» **Text excerpt**
━━━━━━━━━━

After a year and a half in office, French President Francois Hollande has turned away from his Socialist economic policies. But the country doesn't seem to care and is more interested in his personal affairs anyway.
"I am a Social Democrat!" Francois Hollande stands before 600 journalists in the main hall of the Elysée Palace and persists with the point. Framed by heavy curtains and the French national flag, he addresses the New Year's press conference, always a major media event in France.
And it is also the president's chance to set the course. Hollande wants to talk about politics. And about the economic recovery. "I have a conviction. It is strong," he says. "If France wants to maintain her influence in the world, if she wants to continue to help make decisions in Europe, and if she wants to remain in charge of her own fate, then she urgently needs to find new economic strength."
'Elected with the help of the left'
These 40-minute presidential monologues always serve the same purpose - to give the French renewed faith in their country's strength. But the way there requires nothing less than a radical change of course - less welfare, more market, more individual responsibility.
Hollande spoke of measures to stoke the economy, of cuts to the national budget and social services, and of a "responsibility pact," meant to lower wage costs for firms by some 35 billion euros ($48 billion). The pay-off which he promises is new jobs.
His positioning is clear, but the man with the Socialist credentials has no intention of losing his Social Democrat status. "I was elected with the support of the Socialist party and the left," he says. "Of course, I have always remained true to my convictions. Am I a Social Democrat? Yes! And this responsibility pact is no more than a social compromise. I haven't suddenly fallen into economic liberalism."
Saving till 2017
The president has been practicing this routine for more than two weeks now. In his televised New Year's address he made clear that 15 billion euros needed to be saved in 2014, and 50 billion by 2017. A new authority will be established to check every expense, called the "strategic expenses council."
"A lot of people will ask, 'why aren't you encouraging demand?' I will tell you: if all a left-wing politician did was to enlarge the deficit, then you'd have to describe my predecessor [conservative President Nicolas Sarkozy] as a left-wing extremist."
Hollande affair rumors overshadow speech
This press conference, a state-underpinning event, is certainly not intimate, but it offers Hollande a suitable platform for another issue that Hollande wants to promote in the coming year: Europe and its Franco-German engine.
"The initiatives for Europe must come from Germany and France," he said. "We have to cooperate economically and socially. Germany's grand coalition has just decided to introduce a minimum wage. That is a first step. We for our part have to balance our tax policy."
His next vision is a joint German-French energy transition. "Germany has a head-start in renewables, but we have our vanguard in energy storage and power grids," he said. "We have to work together to expand new industrial branches. We are very proud of Airbus, now we want joint action for the energy transition."

━━━━━━━━━━

Saved data entries
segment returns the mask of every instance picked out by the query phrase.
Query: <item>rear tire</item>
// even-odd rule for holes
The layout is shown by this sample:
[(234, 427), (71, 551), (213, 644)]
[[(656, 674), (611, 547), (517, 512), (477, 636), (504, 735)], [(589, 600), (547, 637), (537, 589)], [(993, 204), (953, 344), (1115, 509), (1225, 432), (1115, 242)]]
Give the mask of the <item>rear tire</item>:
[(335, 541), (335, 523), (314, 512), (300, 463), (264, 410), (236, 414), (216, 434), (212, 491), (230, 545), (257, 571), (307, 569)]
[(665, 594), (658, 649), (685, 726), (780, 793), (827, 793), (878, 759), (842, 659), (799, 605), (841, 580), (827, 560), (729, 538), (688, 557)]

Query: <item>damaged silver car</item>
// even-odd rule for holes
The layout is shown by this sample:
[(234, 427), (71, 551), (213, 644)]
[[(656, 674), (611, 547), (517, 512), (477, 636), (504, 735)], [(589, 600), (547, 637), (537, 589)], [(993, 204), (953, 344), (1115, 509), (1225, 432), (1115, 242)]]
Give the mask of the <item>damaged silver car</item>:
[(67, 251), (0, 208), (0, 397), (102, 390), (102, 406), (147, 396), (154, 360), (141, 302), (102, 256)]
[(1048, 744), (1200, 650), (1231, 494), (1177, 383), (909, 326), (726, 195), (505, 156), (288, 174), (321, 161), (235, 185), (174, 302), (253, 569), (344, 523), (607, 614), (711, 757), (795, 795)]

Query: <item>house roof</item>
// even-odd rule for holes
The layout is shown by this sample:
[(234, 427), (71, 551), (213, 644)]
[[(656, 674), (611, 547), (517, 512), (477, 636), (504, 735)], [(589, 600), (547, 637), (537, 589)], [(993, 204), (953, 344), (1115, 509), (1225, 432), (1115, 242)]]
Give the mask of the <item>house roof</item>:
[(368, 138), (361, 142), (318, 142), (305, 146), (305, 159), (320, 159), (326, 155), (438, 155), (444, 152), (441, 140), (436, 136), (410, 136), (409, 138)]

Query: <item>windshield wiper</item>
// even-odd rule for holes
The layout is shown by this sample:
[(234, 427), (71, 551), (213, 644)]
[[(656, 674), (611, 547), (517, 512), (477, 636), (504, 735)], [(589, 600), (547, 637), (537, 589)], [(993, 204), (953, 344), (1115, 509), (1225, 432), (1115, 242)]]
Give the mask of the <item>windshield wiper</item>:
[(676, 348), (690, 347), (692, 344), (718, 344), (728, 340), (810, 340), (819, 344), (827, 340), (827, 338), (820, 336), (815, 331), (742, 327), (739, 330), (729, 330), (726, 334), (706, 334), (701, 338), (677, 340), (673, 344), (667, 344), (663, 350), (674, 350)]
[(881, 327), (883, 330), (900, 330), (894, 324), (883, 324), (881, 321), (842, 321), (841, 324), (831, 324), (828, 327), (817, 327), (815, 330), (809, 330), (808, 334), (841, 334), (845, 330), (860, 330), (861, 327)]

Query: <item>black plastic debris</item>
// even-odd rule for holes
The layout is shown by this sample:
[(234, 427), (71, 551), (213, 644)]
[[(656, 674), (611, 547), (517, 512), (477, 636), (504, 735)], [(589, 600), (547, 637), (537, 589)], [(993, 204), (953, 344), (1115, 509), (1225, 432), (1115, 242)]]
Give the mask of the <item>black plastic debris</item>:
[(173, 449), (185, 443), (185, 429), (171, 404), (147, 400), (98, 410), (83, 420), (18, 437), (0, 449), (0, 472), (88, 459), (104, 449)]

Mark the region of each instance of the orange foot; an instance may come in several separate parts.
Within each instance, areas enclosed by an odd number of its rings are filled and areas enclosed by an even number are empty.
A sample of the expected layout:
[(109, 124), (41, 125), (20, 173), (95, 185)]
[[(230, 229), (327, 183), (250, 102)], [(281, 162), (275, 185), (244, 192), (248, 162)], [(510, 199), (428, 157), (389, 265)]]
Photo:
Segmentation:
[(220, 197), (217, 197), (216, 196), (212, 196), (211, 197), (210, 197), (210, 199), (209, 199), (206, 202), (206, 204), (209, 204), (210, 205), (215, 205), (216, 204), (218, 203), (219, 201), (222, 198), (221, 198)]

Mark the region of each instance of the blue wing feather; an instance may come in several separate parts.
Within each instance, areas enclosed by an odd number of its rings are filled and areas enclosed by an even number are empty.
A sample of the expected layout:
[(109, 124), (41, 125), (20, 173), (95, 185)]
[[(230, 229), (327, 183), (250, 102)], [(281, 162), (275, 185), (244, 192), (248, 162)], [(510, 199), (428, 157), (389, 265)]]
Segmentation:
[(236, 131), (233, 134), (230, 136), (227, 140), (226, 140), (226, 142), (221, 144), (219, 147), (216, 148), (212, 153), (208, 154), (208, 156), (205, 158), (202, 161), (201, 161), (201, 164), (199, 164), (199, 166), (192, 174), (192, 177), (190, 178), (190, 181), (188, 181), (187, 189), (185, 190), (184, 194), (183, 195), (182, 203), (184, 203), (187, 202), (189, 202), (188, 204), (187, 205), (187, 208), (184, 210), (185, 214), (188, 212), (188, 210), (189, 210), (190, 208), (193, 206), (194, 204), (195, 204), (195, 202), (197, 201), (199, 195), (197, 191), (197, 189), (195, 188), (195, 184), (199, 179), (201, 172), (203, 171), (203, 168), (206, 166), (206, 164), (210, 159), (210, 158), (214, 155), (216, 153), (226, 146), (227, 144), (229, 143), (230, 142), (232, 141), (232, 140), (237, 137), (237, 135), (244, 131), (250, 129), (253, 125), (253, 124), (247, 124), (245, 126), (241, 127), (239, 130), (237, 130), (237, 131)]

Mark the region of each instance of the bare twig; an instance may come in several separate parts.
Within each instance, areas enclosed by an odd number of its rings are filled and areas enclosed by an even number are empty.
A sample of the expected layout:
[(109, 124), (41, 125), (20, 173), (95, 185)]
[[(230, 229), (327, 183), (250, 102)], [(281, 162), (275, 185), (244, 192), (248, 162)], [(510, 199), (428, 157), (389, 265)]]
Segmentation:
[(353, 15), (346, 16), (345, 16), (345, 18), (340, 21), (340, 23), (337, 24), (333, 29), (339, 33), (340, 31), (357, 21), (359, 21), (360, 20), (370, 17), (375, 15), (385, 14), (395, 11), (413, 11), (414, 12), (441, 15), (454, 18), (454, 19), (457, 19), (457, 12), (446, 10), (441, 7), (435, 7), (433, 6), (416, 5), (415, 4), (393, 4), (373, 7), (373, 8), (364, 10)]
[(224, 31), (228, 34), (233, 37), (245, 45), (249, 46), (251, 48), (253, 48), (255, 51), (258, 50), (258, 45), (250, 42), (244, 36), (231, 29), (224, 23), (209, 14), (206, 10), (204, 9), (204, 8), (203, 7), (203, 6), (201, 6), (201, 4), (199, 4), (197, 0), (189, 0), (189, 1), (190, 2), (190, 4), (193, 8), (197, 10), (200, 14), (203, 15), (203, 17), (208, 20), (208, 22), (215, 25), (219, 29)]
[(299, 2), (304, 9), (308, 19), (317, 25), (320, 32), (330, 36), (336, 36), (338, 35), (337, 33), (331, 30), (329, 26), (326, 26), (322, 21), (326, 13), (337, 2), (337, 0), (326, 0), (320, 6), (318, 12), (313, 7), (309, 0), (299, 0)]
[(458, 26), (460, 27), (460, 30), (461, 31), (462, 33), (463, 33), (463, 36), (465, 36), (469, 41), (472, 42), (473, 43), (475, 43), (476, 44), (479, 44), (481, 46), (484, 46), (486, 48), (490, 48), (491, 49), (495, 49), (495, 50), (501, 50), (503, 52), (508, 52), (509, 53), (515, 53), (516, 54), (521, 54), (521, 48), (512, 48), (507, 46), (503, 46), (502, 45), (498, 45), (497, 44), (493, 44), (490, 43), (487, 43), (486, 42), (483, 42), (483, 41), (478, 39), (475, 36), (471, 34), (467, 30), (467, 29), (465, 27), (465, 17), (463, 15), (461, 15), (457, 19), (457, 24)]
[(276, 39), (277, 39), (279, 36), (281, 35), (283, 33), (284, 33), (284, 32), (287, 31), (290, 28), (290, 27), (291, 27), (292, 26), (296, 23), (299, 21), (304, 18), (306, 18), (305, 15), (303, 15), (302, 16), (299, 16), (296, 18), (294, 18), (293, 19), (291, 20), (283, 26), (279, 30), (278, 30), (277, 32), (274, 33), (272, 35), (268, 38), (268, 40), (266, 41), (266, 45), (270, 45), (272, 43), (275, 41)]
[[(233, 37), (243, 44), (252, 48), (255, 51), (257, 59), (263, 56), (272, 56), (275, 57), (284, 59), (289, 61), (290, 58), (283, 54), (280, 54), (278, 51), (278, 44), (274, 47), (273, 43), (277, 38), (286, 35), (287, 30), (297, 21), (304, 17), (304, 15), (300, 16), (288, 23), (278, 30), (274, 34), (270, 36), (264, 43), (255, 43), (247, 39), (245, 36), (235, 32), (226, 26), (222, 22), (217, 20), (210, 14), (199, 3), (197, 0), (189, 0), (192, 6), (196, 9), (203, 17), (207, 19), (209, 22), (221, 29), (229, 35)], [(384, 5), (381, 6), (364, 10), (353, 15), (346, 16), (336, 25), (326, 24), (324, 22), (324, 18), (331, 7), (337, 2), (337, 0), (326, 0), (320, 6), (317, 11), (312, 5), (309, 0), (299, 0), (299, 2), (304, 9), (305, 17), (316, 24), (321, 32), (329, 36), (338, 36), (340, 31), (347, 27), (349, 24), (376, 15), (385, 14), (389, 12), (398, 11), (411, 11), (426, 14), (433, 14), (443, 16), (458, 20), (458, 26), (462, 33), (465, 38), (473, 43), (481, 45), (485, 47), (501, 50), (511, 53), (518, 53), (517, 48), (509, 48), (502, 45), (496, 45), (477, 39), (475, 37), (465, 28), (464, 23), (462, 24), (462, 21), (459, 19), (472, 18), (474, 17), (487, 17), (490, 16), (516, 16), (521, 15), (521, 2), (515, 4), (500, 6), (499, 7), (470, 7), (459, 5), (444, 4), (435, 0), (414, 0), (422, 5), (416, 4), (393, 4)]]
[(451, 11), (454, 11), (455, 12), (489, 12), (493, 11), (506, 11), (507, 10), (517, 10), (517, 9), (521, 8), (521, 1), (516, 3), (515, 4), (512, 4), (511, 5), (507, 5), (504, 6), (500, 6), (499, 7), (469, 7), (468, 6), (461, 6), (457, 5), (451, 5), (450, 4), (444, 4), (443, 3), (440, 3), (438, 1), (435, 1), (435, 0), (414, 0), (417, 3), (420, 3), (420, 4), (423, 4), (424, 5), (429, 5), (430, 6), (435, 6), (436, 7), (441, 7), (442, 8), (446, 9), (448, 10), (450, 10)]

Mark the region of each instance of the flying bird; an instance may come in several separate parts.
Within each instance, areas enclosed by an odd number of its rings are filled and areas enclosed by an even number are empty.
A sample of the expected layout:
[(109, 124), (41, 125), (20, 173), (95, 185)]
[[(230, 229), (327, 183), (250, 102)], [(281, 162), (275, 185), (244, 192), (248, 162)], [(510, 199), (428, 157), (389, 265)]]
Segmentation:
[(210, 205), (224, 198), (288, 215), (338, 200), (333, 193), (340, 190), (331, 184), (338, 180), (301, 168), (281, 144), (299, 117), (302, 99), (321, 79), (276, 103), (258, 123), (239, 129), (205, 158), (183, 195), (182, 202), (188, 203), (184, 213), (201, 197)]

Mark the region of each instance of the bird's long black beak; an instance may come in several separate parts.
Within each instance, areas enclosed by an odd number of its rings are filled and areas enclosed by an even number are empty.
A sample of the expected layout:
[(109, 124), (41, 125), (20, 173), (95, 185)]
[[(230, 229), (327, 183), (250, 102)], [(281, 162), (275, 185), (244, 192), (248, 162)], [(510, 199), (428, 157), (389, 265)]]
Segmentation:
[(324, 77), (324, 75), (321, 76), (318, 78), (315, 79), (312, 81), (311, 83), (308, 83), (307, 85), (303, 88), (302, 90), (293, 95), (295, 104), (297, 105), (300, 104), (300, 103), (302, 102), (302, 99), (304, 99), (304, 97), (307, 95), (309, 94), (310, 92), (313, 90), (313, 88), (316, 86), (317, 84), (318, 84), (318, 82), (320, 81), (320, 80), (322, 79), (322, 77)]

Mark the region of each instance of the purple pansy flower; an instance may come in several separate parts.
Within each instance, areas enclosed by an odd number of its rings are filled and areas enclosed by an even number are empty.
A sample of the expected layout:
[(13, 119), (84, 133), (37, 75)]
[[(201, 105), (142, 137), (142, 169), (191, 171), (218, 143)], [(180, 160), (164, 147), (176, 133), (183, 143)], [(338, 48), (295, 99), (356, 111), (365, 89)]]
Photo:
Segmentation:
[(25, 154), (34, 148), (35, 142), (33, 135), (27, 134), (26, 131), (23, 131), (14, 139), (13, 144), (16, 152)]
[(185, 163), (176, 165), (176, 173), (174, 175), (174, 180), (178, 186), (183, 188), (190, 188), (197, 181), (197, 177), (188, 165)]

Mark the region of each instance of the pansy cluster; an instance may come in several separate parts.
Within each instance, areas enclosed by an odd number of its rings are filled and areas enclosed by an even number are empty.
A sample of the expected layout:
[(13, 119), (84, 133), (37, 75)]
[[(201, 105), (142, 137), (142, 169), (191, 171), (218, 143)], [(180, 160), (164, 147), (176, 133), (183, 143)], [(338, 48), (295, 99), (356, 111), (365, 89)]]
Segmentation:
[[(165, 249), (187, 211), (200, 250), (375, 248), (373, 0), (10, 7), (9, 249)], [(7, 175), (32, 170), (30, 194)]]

━━━━━━━━━━

» **Task instructions**
Continue the article on François Hollande's New Year's press conference from the point where it stops.

» **Output of the task**
He also goes on to address common defense policies. "Close agreements between the chancellor, me, and our ministers" in all important issues are to create a French-German dynamic for Europe. "If we are capable of it," he adds, once again revealing the procrastinating Hollande.
And how is your girlfriend?
But then the announcements of this year's new political paths are over, and the cold shower everyone had been expecting arrives. As soon as the floor is opened to journalists' questions, the first one comes: Will Valérie Trierweiler be accompanying the president on his trip to Washington at the start of February?
This is what is currently preoccupying France. Hollande's partner has been in the hospital for several days with "exhaustion," after a Paris gossip magazine reported an alleged affair between the president and an actress. "I understand you asking the question, and I am sure you will understand when I answer that everyone goes through trials in their private life. It hurts. But I have a principle: private business is dealt with privately."
In the footsteps of Gerhard Schröder
Then, the president returns to the more pressing issues of education, youth, and health. The conference lasts around two and a half hours altogether and Hollande steadfastly refuses to answer any personal questions.
That evening, media commentators will compare Hollande to Gerhard Schröder, and remind the French people that Hollande won power by promising a 75-percent tax on the rich and a southern European alliance against Angela Merkel's European austerity program.
Now, trade unionists have accused the president of declaring his own philosophy bankrupt. "This is his market-liberal coming-out," said Jean-Claude Mailly, head of the Force Ouvrière union. "Labor policy is now no longer his problem but that of employers. So we give them 35 billion euros and see what happens. This is a hasty lurch to economic liberalism. It is dangerous. He is the president of France! Not the business chiefs."